- EXERCISE BRIEF
With the line containing "Target: gray t-shirt" as the starting point, output the remaining lines of the data exactly as they are, through the last.

____ DATASET CONTENT

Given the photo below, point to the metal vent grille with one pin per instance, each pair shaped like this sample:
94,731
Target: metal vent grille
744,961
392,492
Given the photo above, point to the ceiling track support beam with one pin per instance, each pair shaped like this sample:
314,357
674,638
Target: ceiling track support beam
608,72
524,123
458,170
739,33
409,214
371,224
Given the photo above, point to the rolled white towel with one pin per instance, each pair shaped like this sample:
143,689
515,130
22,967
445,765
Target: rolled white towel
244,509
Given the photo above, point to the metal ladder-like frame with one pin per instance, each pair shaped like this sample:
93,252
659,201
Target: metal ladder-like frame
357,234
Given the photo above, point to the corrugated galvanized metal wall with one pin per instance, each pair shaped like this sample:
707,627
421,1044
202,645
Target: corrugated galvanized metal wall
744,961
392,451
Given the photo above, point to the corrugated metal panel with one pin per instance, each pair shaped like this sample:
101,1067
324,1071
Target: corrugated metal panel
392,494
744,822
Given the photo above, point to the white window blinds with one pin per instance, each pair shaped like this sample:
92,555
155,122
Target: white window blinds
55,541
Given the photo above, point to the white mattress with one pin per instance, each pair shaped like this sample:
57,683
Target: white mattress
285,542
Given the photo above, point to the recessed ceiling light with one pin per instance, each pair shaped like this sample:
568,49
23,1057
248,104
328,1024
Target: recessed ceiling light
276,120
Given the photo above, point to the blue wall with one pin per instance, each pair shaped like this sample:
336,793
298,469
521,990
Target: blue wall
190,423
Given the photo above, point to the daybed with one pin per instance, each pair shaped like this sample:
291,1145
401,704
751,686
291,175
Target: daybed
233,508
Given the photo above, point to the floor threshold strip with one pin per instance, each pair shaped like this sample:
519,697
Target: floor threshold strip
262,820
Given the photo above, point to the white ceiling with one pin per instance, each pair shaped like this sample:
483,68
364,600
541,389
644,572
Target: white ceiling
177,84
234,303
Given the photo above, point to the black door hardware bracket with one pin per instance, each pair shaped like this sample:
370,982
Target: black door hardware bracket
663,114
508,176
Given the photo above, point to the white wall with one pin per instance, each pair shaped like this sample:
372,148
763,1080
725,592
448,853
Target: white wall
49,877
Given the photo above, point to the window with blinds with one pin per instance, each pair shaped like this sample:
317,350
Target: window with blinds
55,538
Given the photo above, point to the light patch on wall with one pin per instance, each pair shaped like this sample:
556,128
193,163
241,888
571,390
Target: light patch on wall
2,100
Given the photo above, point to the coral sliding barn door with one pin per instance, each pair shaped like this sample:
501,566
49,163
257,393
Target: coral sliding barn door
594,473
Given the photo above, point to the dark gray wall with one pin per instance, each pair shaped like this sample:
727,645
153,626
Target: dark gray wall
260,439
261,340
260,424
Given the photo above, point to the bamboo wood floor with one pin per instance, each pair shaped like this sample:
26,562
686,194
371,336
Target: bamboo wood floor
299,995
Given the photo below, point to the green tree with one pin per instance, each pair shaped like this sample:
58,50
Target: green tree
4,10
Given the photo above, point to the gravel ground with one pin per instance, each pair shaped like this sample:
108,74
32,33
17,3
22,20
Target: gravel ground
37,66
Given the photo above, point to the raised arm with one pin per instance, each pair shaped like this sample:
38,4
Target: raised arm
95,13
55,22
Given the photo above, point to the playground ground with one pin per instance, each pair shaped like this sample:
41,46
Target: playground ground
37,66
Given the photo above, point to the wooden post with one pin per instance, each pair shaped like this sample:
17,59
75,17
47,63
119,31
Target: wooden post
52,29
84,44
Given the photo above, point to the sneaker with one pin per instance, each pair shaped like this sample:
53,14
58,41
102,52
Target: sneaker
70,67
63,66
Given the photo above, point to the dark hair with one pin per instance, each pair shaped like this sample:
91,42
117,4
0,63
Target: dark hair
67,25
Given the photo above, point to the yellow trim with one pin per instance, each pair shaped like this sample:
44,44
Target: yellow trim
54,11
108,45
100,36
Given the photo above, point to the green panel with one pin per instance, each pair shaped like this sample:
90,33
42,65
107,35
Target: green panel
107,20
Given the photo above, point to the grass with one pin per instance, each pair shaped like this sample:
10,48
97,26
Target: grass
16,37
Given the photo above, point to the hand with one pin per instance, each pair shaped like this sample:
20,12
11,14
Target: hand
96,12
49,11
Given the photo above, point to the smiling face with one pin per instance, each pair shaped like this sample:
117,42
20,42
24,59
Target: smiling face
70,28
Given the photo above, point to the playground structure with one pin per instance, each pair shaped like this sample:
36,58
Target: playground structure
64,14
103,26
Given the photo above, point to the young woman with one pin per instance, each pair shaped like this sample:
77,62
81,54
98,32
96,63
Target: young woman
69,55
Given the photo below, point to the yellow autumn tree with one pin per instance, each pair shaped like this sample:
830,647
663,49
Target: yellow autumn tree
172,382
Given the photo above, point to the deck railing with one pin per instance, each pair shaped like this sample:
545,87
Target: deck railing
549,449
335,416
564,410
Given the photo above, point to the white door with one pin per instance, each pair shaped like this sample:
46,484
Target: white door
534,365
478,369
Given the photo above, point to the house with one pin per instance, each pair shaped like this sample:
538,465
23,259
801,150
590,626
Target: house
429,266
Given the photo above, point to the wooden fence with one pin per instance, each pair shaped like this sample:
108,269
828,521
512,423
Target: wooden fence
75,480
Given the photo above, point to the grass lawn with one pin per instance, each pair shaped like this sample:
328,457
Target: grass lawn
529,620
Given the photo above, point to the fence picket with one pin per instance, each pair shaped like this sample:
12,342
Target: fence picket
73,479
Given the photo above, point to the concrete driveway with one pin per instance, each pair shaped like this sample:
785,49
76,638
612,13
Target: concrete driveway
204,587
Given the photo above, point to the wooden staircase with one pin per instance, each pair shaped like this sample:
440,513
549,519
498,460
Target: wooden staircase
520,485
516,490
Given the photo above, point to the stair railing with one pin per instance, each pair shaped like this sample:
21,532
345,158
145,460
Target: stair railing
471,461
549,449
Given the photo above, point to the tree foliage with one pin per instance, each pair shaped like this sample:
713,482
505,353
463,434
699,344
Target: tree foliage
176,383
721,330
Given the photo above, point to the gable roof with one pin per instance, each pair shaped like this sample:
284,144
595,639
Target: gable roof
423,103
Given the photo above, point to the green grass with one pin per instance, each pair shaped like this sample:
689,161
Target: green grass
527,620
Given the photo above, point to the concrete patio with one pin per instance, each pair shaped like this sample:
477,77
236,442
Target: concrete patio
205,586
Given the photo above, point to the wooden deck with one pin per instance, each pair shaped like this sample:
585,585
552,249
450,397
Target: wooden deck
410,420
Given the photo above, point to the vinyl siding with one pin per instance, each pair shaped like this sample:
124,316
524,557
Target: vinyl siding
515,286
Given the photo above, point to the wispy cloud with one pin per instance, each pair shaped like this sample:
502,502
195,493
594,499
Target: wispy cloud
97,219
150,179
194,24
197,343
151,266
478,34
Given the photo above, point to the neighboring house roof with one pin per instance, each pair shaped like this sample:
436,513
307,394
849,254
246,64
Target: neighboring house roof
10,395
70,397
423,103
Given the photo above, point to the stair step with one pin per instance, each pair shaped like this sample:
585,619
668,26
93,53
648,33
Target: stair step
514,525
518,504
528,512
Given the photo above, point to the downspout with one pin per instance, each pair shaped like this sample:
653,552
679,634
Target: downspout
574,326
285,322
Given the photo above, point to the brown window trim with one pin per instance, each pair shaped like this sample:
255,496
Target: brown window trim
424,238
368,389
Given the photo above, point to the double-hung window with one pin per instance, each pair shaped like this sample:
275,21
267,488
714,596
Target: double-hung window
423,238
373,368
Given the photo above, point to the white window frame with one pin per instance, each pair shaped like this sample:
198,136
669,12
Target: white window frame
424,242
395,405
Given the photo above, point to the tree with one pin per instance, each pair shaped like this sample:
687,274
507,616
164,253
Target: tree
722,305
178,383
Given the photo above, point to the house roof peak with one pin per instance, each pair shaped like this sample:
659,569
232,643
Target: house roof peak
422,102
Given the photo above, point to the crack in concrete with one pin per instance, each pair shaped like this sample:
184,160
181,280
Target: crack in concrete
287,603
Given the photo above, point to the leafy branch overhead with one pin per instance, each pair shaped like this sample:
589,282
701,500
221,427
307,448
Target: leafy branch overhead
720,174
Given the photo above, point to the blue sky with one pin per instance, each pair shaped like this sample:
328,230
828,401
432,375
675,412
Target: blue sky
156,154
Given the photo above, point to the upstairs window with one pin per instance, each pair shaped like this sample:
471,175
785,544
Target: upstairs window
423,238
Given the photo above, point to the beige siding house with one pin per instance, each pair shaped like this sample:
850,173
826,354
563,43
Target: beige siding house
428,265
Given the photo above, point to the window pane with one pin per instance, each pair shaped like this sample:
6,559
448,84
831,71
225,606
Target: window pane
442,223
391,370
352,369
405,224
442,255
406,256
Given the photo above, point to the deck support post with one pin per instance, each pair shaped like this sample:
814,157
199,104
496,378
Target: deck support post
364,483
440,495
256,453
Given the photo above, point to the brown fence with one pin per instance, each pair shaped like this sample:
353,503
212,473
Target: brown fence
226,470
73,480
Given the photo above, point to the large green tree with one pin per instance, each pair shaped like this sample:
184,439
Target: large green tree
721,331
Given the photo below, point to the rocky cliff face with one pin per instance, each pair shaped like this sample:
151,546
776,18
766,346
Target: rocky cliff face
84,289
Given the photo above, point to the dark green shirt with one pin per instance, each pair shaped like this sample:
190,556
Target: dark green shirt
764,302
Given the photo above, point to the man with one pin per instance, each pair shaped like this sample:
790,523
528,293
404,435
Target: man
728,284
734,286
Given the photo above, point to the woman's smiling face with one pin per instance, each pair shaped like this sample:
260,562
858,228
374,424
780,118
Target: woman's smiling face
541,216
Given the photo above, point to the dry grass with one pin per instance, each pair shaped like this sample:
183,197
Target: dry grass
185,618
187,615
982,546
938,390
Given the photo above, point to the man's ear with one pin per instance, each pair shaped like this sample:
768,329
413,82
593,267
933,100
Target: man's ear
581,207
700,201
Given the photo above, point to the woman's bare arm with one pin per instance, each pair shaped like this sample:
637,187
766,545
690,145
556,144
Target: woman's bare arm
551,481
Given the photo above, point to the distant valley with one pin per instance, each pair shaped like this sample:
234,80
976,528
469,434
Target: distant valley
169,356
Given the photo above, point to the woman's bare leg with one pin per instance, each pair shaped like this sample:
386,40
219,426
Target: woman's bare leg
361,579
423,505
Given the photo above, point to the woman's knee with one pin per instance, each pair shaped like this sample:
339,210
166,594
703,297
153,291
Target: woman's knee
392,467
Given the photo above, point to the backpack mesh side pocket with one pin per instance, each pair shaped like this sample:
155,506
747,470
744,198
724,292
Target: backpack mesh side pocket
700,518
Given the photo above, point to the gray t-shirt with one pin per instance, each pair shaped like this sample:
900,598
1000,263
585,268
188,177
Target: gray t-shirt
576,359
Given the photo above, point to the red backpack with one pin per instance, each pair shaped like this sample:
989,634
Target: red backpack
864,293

________

- OUTPUT
Target: gray t-shirt
576,359
Given the photo above, point to the red backpack with one pin per instance, each pair shaped like this sample:
989,634
Target: red backpack
864,293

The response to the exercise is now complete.